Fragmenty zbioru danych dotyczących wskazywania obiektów
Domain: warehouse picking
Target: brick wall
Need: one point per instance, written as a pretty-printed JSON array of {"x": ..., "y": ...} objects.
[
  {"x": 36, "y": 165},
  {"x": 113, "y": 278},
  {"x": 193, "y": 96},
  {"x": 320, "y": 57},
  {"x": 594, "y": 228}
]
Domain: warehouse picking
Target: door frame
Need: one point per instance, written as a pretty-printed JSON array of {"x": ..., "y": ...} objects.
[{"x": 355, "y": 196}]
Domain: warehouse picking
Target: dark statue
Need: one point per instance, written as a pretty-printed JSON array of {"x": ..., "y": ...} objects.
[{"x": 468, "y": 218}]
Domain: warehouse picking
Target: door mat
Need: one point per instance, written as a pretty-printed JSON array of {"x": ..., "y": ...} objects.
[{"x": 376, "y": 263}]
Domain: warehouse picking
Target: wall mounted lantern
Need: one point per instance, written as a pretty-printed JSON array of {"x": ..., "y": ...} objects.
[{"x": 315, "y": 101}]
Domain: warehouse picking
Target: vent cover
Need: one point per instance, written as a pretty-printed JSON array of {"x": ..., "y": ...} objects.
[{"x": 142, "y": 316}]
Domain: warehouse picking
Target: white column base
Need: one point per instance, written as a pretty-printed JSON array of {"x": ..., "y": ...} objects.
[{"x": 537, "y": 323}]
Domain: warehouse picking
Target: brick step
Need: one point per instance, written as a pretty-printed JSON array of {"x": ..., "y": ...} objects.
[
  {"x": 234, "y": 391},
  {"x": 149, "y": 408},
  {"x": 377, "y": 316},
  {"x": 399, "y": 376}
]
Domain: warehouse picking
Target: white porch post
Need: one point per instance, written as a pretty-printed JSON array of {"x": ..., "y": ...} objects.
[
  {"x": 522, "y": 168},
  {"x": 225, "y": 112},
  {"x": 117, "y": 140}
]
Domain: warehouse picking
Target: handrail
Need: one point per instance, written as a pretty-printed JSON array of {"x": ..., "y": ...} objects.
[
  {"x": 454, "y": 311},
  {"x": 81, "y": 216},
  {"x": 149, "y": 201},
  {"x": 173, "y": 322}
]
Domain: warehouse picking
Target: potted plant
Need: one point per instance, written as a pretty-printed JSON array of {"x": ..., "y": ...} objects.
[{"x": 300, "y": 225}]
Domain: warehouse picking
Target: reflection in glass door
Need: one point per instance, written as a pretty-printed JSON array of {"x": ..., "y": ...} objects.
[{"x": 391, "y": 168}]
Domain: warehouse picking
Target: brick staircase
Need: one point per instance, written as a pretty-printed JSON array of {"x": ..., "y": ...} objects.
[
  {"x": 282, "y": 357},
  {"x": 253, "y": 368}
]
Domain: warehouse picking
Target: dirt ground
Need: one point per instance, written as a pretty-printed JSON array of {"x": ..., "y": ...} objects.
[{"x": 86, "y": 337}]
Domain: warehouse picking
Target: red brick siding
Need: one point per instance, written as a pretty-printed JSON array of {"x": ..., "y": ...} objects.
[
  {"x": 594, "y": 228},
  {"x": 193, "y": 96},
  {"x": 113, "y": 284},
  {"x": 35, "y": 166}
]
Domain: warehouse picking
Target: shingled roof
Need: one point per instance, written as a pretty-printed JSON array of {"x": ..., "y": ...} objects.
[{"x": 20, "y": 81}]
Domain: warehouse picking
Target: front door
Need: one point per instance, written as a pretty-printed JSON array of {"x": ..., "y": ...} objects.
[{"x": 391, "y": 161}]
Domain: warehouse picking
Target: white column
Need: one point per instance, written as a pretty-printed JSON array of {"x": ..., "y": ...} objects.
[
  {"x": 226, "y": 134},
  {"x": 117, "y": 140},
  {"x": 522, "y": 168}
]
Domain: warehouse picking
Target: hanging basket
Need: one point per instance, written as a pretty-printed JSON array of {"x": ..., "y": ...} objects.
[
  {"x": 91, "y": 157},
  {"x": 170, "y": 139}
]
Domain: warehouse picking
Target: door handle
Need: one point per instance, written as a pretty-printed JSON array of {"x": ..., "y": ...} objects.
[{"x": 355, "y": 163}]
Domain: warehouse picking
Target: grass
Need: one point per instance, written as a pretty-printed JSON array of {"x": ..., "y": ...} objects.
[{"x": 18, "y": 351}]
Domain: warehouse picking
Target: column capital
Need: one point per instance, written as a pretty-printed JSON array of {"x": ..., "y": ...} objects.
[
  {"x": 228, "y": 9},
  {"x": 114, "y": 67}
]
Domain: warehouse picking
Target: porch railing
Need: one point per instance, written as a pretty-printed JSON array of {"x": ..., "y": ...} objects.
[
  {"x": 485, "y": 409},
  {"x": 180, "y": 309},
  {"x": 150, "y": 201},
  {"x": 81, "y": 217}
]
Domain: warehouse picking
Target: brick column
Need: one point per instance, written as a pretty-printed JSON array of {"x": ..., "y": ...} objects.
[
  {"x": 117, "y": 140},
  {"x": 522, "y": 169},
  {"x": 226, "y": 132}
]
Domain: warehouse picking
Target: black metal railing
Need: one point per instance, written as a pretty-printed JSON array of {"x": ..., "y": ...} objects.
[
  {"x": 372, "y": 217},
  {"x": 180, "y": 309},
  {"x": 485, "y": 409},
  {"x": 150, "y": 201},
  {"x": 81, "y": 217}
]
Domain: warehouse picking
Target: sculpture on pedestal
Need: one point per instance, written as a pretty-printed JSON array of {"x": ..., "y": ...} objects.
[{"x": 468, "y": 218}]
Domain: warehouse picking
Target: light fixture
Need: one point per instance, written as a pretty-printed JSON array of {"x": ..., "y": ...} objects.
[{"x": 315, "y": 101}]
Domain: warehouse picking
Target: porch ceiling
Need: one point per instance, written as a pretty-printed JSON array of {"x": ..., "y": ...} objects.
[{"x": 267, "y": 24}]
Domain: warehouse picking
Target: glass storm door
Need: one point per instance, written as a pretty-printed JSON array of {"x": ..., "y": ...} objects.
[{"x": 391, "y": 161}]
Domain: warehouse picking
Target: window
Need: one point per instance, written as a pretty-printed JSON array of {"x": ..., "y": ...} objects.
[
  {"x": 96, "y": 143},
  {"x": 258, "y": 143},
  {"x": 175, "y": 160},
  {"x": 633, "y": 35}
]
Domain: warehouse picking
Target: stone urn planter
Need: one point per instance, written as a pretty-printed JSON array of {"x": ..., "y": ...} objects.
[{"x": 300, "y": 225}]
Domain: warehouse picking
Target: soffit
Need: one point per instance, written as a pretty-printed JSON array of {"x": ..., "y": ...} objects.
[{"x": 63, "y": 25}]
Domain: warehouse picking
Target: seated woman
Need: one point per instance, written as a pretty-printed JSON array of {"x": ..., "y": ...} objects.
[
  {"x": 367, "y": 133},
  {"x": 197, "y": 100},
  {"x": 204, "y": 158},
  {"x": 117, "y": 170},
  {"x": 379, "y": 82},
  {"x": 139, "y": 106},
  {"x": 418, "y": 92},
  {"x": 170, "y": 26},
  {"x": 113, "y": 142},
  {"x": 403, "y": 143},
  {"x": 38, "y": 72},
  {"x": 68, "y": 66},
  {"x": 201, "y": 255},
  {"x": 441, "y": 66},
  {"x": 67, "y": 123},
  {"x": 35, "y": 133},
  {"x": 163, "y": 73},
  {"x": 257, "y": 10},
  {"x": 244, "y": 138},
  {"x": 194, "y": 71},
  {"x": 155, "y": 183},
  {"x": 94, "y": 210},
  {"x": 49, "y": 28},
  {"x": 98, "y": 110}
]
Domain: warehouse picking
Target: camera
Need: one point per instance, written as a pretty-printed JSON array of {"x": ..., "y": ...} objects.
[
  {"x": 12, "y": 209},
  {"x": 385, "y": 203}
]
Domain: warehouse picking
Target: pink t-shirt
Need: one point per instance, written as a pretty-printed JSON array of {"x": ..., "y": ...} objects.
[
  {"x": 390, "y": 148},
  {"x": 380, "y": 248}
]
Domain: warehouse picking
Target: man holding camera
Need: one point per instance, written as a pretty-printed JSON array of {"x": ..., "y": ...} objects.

## SZCZEGÓŁY ZADANIA
Które wiersze powyżej zawierają słowo „wall”? Wypisz każdy z nich w całości.

## POPRAWNY WYNIK
Target: brick wall
Target: wall mounted lantern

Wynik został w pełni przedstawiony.